━━━ EXERCISE DATA ━━━

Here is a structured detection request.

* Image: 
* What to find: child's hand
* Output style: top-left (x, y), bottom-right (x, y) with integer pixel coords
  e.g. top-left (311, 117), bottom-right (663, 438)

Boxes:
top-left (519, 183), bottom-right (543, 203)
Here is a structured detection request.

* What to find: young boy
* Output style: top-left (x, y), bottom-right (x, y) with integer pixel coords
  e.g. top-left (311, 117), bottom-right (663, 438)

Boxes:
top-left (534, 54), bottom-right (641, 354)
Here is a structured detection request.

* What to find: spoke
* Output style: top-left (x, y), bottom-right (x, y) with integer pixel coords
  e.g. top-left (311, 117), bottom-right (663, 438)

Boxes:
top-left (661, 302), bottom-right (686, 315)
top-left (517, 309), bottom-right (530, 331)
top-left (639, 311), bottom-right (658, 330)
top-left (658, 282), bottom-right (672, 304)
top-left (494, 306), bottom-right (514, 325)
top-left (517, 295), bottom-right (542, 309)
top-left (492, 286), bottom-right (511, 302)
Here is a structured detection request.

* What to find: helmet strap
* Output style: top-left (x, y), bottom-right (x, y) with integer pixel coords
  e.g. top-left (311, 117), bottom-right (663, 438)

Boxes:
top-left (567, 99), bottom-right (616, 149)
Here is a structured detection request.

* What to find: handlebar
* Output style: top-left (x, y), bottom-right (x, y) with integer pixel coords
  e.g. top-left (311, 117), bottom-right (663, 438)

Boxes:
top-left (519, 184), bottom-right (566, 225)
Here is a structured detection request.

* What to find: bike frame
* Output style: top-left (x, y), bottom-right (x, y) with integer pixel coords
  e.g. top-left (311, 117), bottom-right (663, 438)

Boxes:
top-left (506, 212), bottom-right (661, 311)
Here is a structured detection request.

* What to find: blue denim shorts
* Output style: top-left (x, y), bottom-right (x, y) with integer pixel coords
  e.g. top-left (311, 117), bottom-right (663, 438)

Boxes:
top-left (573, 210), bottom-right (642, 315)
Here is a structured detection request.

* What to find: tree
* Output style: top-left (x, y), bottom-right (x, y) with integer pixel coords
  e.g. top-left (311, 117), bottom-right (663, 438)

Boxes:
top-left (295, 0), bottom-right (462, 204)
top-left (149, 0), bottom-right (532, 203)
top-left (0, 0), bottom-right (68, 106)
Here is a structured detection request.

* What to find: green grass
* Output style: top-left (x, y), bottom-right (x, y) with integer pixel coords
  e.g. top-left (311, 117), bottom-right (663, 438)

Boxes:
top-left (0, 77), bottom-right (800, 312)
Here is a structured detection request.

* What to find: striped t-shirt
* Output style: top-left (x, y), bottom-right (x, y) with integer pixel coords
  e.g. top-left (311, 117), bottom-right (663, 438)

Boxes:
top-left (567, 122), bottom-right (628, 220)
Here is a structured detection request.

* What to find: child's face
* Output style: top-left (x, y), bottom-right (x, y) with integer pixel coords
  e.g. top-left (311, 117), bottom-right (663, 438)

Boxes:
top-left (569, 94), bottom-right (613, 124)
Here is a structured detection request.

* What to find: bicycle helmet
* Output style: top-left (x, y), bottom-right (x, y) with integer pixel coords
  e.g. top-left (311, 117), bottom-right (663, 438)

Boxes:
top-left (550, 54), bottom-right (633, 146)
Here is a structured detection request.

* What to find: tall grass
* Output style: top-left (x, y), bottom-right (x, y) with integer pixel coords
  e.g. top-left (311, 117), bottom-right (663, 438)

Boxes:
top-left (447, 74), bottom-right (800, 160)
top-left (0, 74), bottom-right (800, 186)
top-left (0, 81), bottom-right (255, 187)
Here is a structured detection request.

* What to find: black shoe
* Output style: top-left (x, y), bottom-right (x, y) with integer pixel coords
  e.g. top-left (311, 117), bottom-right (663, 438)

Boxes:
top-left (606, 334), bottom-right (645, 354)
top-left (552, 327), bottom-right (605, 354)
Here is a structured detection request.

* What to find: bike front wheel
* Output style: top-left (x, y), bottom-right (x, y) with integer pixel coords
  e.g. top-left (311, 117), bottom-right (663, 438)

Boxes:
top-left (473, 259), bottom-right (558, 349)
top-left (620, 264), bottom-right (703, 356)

━━━

## TASK BRIEF
Reproduce every line of the stored data above without any changes.

## ANSWER
Here is a structured detection request.

* Image: 
* What to find: child's hand
* Output style: top-left (x, y), bottom-right (x, y) with integer pixel coords
  e.g. top-left (311, 117), bottom-right (663, 438)

Boxes:
top-left (519, 183), bottom-right (543, 203)
Here is a structured detection request.

* What to find: young boy
* Output style: top-left (x, y), bottom-right (x, y) with integer pixel coords
  e.g. top-left (311, 117), bottom-right (663, 438)

Boxes:
top-left (534, 54), bottom-right (641, 354)
Here is a structured detection request.

* What to find: spoke
* Output style: top-left (x, y), bottom-right (x, y) with integer pixel coords
  e.g. top-left (311, 117), bottom-right (663, 438)

Boxes:
top-left (661, 302), bottom-right (686, 315)
top-left (517, 309), bottom-right (530, 331)
top-left (639, 311), bottom-right (658, 330)
top-left (658, 282), bottom-right (672, 304)
top-left (494, 306), bottom-right (514, 325)
top-left (517, 295), bottom-right (542, 309)
top-left (492, 286), bottom-right (511, 302)
Here is a structured detection request.

* What to find: helmet strap
* Output style: top-left (x, y), bottom-right (x, y) with integer pixel coords
  e.g. top-left (311, 117), bottom-right (663, 438)

Boxes:
top-left (567, 99), bottom-right (616, 149)
Here is a structured detection request.

* What to find: handlebar
* Output style: top-left (x, y), bottom-right (x, y) with integer pixel coords
  e.g. top-left (311, 117), bottom-right (663, 438)

Boxes:
top-left (519, 184), bottom-right (566, 225)
Here is a structured detection request.

* What to find: bike frame
* Output style: top-left (x, y), bottom-right (x, y) with integer pixel coords
  e.g. top-left (311, 117), bottom-right (663, 438)

Boxes:
top-left (506, 212), bottom-right (661, 311)
Here is a structured detection request.

* What to find: blue denim shorts
* Output style: top-left (x, y), bottom-right (x, y) with integer pixel coords
  e.g. top-left (311, 117), bottom-right (663, 438)

Boxes:
top-left (573, 210), bottom-right (642, 315)
Here is a structured detection request.

* What to find: tree
* Output style: top-left (x, y), bottom-right (x, y) with integer pixel coords
  e.g. top-left (311, 117), bottom-right (663, 438)

Boxes:
top-left (295, 0), bottom-right (462, 204)
top-left (149, 0), bottom-right (532, 203)
top-left (0, 0), bottom-right (68, 106)
Here is a structured detection request.

* What to find: green grass
* Output style: top-left (x, y), bottom-right (x, y) with integer pixel coords
  e.g. top-left (311, 117), bottom-right (663, 438)

Boxes:
top-left (0, 77), bottom-right (800, 312)
Here is a structured detection request.

* What to find: striped t-shirt
* Output style: top-left (x, y), bottom-right (x, y) with integer pixel coords
  e.g. top-left (311, 117), bottom-right (663, 438)

Boxes:
top-left (567, 122), bottom-right (628, 220)
Here is a structured detection request.

* What to find: child's face
* Output style: top-left (x, y), bottom-right (x, y) with integer pixel coords
  e.g. top-left (311, 117), bottom-right (663, 438)

Boxes:
top-left (569, 94), bottom-right (613, 124)
Here is a structured detection request.

* What to find: bicycle helmet
* Output style: top-left (x, y), bottom-right (x, y) with integer pixel coords
  e.g. top-left (311, 117), bottom-right (663, 438)

Boxes:
top-left (550, 54), bottom-right (633, 146)
Here is a structured detection request.

* What to find: tall grass
* Output style: top-left (x, y), bottom-right (x, y) with integer pixel coords
  e.g. top-left (311, 117), bottom-right (663, 438)

Boxes:
top-left (447, 74), bottom-right (800, 160)
top-left (0, 74), bottom-right (800, 186)
top-left (0, 81), bottom-right (255, 187)
Here is a structured detection request.

* What to find: black shoe
* Output style: top-left (x, y), bottom-right (x, y) with integer pixel coords
  e.g. top-left (311, 117), bottom-right (663, 438)

Boxes:
top-left (606, 334), bottom-right (645, 354)
top-left (552, 327), bottom-right (605, 354)
Here is a structured detection request.

* What to find: bike front wheel
* Output style: top-left (x, y), bottom-right (x, y) with integer pixel coords
  e.g. top-left (311, 117), bottom-right (663, 438)

Boxes:
top-left (473, 259), bottom-right (558, 349)
top-left (620, 264), bottom-right (703, 356)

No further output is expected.